» TASK PROMPT: Reproduce the closing part of the entries exactly: the line with "Note for the class: annotate every instance of the bicycle" and all lines after it, ending with the last line, and nothing else.

[Referring expression pointing data]
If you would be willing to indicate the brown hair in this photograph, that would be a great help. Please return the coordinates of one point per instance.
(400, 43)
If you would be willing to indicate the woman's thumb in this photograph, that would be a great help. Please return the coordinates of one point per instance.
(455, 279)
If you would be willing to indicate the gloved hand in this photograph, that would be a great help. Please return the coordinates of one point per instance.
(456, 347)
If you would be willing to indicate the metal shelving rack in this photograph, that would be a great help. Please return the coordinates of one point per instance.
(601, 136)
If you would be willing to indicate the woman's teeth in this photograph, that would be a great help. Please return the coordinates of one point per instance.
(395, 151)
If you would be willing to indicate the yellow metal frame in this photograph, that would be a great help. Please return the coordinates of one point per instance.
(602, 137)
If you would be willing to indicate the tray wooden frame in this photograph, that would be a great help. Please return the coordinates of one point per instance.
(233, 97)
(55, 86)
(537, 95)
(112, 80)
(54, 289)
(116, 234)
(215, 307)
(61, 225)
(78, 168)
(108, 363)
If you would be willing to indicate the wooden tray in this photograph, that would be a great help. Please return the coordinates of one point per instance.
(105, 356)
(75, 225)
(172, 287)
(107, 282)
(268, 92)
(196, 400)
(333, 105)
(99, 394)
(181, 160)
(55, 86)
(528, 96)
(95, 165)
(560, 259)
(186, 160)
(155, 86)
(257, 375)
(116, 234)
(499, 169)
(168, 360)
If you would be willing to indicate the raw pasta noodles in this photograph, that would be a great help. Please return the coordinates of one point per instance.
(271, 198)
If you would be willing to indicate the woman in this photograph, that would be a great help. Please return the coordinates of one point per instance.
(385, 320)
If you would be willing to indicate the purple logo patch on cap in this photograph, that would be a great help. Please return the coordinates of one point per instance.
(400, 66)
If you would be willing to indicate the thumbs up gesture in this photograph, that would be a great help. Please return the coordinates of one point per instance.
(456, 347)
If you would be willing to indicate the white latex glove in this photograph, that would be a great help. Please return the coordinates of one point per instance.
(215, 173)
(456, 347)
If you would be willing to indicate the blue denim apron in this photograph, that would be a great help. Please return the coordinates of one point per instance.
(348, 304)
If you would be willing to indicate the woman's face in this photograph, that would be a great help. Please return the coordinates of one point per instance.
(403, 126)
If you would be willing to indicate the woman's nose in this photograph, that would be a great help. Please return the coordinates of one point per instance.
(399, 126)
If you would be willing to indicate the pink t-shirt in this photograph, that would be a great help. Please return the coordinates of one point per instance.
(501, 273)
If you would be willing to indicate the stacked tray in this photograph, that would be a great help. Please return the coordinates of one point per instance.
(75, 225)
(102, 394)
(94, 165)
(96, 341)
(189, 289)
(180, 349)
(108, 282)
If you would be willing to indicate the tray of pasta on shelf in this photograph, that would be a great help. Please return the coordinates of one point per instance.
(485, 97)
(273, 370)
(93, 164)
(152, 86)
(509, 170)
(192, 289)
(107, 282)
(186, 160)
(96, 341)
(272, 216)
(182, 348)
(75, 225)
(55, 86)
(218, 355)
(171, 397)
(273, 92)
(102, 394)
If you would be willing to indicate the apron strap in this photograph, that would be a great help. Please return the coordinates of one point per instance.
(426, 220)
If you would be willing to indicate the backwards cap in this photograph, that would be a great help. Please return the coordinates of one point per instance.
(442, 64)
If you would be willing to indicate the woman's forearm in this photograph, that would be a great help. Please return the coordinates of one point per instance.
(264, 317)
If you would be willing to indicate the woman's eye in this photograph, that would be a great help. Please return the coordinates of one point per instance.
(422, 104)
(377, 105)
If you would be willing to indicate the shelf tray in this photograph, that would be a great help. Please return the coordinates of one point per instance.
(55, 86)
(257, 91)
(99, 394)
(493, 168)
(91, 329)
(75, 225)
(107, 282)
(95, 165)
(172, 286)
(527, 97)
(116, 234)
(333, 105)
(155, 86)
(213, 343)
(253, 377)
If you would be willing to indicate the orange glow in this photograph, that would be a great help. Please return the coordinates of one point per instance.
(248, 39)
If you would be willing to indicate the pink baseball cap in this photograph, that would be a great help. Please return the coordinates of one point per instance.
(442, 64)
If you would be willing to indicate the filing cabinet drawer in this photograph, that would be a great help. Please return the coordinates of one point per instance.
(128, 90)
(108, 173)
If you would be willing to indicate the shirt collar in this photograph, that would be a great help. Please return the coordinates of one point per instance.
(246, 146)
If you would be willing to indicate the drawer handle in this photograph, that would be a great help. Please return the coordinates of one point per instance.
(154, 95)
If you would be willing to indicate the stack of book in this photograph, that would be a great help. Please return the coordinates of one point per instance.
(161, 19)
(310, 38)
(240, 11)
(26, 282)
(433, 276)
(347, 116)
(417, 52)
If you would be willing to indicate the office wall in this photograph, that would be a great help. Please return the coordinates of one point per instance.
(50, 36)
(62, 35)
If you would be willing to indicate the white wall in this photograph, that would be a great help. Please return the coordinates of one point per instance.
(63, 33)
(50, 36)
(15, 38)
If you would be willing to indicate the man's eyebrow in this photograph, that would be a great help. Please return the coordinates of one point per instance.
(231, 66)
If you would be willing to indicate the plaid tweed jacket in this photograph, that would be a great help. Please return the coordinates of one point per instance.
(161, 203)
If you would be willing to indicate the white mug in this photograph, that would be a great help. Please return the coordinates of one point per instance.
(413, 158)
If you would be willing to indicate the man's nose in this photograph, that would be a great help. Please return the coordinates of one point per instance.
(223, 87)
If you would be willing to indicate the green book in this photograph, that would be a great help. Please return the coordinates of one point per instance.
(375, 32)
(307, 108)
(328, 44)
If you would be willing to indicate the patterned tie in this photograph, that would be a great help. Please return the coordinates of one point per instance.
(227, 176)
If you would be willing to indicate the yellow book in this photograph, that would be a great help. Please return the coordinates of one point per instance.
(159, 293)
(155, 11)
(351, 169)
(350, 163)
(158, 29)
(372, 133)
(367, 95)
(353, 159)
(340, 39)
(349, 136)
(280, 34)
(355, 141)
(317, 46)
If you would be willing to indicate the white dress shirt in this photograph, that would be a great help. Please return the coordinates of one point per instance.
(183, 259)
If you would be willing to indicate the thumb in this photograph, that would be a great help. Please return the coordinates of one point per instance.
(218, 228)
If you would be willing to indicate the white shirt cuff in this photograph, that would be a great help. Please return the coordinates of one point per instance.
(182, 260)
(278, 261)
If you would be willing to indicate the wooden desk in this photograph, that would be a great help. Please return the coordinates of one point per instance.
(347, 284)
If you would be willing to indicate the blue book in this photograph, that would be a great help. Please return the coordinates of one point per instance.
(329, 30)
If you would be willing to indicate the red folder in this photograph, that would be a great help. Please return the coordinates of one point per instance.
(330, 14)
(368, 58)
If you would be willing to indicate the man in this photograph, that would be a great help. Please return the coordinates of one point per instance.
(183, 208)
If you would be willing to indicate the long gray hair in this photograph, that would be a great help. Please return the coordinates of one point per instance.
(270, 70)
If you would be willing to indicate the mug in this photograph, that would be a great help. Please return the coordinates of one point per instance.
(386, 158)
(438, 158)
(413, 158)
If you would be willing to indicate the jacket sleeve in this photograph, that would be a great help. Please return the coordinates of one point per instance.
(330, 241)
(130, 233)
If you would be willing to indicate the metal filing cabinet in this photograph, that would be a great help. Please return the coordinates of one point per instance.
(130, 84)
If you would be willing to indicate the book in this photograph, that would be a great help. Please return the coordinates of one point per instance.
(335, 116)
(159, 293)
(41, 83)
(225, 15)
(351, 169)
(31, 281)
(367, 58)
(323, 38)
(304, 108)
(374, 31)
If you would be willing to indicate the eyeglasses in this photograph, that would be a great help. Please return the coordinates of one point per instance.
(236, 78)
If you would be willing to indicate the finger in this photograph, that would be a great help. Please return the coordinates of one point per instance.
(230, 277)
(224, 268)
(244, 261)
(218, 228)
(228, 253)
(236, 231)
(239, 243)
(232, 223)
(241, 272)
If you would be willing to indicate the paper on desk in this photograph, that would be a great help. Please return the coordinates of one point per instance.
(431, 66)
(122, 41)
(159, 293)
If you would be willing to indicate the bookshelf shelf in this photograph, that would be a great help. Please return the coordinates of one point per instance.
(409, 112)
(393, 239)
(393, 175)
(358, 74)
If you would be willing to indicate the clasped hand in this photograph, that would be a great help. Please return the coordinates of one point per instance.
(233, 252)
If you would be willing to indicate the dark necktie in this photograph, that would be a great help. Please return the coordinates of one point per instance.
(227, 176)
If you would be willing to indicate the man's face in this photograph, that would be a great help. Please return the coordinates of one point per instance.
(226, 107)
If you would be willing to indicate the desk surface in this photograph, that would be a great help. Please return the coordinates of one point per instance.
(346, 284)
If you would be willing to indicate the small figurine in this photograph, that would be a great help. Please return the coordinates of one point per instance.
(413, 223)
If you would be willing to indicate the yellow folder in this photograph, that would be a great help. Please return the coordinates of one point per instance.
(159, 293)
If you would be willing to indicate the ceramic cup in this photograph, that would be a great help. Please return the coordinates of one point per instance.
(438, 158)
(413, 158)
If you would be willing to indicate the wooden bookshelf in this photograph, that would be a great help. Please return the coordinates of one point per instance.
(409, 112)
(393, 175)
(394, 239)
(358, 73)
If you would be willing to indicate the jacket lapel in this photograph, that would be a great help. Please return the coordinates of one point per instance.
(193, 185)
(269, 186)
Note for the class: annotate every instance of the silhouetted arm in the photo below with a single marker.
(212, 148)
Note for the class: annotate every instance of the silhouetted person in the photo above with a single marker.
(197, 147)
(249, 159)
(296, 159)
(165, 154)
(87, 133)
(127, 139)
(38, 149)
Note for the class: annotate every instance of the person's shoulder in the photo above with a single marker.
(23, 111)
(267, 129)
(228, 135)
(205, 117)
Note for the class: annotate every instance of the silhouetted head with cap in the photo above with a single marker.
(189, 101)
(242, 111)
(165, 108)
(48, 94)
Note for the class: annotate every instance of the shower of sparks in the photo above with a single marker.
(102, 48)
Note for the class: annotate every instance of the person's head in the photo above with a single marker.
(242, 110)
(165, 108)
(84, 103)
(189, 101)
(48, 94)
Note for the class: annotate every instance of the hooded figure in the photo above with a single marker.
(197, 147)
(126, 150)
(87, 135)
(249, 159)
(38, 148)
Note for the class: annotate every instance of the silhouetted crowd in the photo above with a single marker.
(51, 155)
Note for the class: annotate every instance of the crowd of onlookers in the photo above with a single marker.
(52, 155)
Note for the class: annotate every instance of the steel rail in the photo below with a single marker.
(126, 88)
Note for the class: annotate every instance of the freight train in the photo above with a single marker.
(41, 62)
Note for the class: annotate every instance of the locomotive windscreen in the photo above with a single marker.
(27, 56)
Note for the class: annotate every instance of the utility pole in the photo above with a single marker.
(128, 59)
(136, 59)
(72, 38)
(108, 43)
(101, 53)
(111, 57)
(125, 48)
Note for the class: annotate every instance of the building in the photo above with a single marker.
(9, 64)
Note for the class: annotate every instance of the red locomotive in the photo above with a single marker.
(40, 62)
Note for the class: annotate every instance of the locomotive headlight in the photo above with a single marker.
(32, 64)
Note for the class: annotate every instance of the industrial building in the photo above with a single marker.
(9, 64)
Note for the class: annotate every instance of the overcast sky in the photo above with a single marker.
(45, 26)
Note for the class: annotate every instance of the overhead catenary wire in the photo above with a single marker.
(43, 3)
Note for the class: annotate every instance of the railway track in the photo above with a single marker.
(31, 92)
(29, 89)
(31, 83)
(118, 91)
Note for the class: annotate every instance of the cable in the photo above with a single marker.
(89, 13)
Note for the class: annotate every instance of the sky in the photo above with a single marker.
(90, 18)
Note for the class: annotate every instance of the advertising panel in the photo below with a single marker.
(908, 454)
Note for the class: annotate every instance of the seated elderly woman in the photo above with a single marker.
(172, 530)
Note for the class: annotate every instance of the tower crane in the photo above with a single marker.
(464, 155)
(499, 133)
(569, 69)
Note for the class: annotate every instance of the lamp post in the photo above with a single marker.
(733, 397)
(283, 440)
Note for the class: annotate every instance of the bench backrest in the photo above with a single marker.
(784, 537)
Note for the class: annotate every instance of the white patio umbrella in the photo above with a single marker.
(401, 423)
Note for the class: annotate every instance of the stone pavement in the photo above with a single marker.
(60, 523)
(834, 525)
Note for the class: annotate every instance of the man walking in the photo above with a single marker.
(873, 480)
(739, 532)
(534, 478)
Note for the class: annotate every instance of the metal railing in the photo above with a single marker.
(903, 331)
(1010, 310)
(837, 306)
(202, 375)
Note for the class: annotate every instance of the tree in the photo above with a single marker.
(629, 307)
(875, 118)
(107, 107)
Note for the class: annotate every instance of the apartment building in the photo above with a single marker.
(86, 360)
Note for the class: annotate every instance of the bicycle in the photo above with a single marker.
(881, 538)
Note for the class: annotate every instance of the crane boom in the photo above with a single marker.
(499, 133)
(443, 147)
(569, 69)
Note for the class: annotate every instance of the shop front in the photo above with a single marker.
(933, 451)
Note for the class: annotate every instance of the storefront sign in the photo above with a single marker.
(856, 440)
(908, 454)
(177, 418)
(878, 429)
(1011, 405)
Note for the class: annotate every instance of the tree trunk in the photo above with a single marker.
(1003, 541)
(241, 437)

» ANSWER BOX:
Note for the class: annotate every instance of the bicycle in the photo above with a single marker.
(881, 538)
Note for the class: annotate every instance of the crane boom in the photo above with a single marker.
(499, 133)
(443, 147)
(569, 69)
Note for the class: annotate every instance of the shop front in the photo above with a single marker.
(933, 451)
Note for the class: annotate every instance of the storefront sign in the photo above with a single marker.
(856, 440)
(908, 454)
(177, 418)
(878, 429)
(1011, 405)
Note for the class: annotate every instance of the tree trunk in the photo above with a single marker.
(1003, 541)
(241, 437)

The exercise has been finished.